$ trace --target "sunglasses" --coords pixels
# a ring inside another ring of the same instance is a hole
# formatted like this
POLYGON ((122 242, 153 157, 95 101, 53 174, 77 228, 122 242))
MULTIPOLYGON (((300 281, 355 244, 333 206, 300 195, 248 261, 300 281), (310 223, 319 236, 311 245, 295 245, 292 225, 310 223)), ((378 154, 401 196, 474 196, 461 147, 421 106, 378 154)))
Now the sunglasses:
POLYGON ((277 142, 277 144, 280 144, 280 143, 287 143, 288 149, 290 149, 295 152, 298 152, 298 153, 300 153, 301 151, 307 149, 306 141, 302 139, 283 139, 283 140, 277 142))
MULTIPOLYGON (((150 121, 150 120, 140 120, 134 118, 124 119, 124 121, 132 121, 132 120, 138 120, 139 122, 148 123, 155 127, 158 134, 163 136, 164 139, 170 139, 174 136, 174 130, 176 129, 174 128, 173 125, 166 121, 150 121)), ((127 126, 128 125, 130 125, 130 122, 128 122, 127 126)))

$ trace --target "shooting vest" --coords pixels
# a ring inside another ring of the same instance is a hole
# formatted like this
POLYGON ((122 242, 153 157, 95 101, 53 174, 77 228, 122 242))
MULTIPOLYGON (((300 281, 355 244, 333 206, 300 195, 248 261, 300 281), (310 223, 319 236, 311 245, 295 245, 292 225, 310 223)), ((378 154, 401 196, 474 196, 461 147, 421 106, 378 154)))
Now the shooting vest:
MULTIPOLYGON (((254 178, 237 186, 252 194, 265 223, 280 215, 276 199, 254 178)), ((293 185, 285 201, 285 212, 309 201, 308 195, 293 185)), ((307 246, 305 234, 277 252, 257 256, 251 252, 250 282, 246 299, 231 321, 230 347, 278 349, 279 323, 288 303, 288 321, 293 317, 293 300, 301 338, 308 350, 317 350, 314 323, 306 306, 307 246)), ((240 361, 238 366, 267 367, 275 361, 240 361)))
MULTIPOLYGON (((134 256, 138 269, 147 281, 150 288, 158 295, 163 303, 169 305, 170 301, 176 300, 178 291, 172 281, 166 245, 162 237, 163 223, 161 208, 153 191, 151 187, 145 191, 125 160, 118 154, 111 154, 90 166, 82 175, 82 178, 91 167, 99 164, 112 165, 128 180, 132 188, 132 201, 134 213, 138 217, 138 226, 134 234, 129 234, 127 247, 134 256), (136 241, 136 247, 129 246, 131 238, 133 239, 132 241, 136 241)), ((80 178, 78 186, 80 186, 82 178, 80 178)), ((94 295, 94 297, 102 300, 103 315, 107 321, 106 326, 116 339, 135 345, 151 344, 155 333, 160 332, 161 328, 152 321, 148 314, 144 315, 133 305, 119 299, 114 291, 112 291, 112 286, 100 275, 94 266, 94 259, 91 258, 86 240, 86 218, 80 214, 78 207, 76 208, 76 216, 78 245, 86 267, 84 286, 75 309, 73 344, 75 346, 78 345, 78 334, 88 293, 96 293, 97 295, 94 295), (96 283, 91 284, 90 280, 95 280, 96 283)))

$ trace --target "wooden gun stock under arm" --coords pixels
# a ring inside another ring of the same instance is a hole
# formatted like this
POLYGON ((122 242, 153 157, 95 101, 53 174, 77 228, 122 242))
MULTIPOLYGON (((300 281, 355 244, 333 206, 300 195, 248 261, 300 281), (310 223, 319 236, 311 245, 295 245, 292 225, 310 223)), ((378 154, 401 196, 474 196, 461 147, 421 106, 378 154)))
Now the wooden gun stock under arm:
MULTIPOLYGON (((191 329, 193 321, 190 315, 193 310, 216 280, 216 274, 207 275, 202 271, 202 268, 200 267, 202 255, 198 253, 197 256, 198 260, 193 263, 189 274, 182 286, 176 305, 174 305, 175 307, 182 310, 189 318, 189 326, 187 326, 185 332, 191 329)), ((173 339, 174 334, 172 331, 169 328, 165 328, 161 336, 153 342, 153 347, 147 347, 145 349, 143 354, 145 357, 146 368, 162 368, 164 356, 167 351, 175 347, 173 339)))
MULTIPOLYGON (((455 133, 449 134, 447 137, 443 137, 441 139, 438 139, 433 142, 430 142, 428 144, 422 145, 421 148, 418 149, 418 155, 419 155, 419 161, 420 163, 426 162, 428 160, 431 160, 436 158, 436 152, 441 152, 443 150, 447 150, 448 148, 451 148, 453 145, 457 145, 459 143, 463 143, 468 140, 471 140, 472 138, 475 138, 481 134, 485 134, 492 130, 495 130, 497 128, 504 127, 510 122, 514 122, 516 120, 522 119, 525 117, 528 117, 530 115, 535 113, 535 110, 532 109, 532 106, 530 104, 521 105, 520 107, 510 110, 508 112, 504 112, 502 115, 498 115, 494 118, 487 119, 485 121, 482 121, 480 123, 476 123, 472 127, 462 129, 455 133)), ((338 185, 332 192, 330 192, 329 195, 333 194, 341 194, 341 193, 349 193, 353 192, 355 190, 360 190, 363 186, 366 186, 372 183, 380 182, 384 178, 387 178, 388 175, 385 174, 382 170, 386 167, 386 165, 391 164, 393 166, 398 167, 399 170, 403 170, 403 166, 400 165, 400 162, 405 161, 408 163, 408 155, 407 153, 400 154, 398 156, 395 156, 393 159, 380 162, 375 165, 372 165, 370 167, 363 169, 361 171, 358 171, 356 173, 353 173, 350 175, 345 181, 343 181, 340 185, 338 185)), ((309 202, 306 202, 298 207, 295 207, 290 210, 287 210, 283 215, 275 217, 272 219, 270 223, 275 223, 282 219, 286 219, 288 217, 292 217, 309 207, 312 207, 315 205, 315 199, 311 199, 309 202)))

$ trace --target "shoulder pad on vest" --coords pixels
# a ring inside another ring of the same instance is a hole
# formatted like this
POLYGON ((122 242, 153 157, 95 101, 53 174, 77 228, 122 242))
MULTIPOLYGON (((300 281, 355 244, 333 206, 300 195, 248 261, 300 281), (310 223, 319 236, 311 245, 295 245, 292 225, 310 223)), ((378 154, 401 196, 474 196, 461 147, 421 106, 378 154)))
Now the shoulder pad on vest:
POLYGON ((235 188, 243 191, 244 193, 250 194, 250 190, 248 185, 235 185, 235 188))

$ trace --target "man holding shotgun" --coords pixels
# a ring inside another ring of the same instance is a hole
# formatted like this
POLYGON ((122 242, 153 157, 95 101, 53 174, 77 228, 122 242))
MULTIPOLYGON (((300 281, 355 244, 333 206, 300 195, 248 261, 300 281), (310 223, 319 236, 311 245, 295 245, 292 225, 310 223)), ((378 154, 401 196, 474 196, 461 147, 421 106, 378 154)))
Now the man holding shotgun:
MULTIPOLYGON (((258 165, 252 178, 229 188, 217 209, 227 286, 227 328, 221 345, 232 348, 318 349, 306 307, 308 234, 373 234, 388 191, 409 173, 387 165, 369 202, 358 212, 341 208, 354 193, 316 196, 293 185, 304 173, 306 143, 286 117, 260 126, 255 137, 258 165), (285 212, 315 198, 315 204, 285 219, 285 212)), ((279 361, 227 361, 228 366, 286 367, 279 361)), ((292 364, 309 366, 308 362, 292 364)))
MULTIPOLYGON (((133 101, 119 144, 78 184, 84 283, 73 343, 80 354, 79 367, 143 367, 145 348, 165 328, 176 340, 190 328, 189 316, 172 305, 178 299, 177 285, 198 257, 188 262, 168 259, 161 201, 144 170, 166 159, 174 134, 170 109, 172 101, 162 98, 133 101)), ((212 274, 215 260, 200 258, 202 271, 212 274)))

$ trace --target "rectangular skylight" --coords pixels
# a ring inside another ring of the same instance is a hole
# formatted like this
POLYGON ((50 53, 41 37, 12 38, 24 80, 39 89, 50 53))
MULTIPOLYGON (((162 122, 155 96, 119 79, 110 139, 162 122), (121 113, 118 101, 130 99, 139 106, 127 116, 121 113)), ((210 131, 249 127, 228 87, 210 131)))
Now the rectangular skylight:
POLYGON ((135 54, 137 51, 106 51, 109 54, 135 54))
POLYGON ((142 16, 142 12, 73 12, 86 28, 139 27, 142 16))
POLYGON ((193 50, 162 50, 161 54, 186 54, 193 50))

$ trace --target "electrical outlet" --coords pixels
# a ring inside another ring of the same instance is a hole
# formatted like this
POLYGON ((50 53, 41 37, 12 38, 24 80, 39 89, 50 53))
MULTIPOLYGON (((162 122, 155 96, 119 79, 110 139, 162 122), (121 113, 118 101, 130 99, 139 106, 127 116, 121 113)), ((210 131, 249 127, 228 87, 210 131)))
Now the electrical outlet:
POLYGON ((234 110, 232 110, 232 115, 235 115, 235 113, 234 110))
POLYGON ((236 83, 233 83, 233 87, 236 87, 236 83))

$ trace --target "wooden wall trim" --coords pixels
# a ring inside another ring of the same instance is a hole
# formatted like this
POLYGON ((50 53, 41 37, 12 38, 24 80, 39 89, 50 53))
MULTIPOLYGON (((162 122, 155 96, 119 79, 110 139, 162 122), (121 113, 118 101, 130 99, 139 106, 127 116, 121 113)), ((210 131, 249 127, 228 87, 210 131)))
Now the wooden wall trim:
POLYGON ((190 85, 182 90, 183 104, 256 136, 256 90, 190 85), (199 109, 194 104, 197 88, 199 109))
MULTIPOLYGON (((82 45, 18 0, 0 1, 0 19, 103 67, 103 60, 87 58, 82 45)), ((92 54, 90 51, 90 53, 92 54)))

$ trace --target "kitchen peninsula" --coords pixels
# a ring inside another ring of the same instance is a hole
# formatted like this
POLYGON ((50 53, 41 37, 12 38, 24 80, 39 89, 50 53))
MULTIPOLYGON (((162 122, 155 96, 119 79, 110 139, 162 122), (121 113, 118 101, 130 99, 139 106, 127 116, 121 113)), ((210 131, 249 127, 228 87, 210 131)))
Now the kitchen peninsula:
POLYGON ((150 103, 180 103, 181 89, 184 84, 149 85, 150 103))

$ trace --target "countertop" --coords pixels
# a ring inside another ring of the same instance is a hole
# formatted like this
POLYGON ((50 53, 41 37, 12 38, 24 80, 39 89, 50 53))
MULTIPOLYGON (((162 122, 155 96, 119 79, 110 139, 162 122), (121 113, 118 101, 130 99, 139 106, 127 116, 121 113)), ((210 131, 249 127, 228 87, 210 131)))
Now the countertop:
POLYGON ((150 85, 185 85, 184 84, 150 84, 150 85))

*-*-*

__Stated problem__.
Select every line in the records above that contains the word "under", and copy each of those lines.

__Answer to this exercise__.
$ trace --target "wooden gun stock under arm" --coords pixels
Now the wooden gun stock under arm:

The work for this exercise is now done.